Outline labeling records:
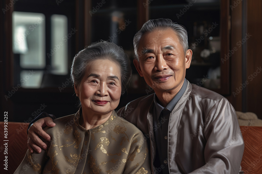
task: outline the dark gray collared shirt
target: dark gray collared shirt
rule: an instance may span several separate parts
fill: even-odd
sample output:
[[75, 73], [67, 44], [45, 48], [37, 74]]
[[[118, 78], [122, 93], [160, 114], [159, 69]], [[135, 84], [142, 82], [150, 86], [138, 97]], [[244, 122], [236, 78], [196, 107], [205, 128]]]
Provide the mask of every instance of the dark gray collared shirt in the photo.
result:
[[[157, 147], [157, 155], [154, 165], [159, 169], [158, 170], [159, 173], [169, 173], [167, 165], [167, 137], [169, 117], [170, 113], [185, 91], [187, 86], [187, 81], [185, 78], [181, 89], [165, 108], [157, 102], [157, 97], [155, 94], [154, 97], [155, 105], [153, 113], [153, 129]], [[161, 171], [159, 171], [160, 170]]]

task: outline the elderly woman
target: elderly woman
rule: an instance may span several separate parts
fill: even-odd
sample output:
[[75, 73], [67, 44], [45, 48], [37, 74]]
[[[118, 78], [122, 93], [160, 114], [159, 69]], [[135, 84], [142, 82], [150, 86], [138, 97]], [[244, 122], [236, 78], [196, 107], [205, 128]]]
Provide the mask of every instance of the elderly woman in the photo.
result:
[[97, 43], [80, 51], [71, 77], [81, 106], [44, 129], [51, 137], [47, 150], [28, 151], [14, 173], [150, 173], [143, 133], [114, 111], [131, 75], [127, 55], [113, 43]]

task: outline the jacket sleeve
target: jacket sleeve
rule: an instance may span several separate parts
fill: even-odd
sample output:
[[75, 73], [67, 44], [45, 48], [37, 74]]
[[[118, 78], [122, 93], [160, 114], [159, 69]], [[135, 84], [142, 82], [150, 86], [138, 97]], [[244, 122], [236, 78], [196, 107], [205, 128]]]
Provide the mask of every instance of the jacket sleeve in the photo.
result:
[[48, 159], [46, 150], [42, 149], [40, 153], [35, 152], [31, 153], [28, 150], [25, 156], [14, 174], [41, 173]]
[[51, 118], [53, 120], [56, 118], [56, 116], [53, 115], [48, 114], [45, 112], [43, 112], [39, 114], [39, 115], [35, 118], [35, 119], [33, 120], [31, 122], [30, 122], [30, 123], [29, 124], [29, 125], [28, 125], [28, 127], [27, 128], [27, 134], [28, 134], [28, 129], [29, 129], [29, 128], [30, 128], [30, 127], [33, 124], [33, 123], [40, 118], [44, 118], [45, 117], [48, 117]]
[[130, 142], [131, 146], [123, 173], [151, 173], [147, 143], [142, 132], [139, 132]]
[[244, 140], [234, 108], [223, 98], [214, 105], [206, 118], [206, 164], [190, 173], [243, 173], [240, 164]]

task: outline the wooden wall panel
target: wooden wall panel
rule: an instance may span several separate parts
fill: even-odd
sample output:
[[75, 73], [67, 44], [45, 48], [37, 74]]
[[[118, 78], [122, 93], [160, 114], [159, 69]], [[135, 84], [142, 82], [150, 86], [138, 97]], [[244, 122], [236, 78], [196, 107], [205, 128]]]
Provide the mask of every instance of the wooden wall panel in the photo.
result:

◆ **The task**
Switch "jacket sleeve" to "coat sleeve" in the listing, covering everything from the line containing "task: outline the jacket sleeve" down to the line containing "173], [240, 164]]". Return only those lines, leaving everything else in them unchanged.

◆ **Result for this task**
task: outline the coat sleeve
target: coat sleeve
rule: an instance may span several separate parts
fill: even-odd
sample output:
[[75, 73], [67, 44], [45, 48], [37, 74]]
[[[118, 78], [122, 93], [160, 114], [159, 69]], [[135, 84], [142, 82], [150, 86], [138, 97]], [[244, 122], [236, 78], [196, 107], [205, 128]]]
Provide the mask of every instance of the coat sleeve in the photo.
result:
[[48, 159], [46, 150], [42, 149], [40, 153], [35, 152], [31, 153], [28, 150], [25, 156], [14, 174], [41, 173]]
[[51, 118], [53, 120], [56, 118], [56, 116], [53, 115], [48, 114], [45, 112], [43, 112], [39, 114], [39, 115], [35, 118], [35, 119], [33, 120], [31, 122], [30, 122], [30, 123], [29, 124], [29, 125], [28, 125], [28, 127], [27, 128], [27, 134], [28, 134], [28, 129], [29, 129], [29, 128], [30, 128], [30, 127], [33, 124], [33, 123], [40, 118], [44, 118], [45, 117], [48, 117]]
[[130, 142], [131, 146], [123, 173], [151, 173], [147, 143], [142, 132], [139, 132]]
[[244, 140], [234, 108], [223, 98], [214, 105], [206, 118], [206, 164], [190, 173], [243, 173], [240, 164]]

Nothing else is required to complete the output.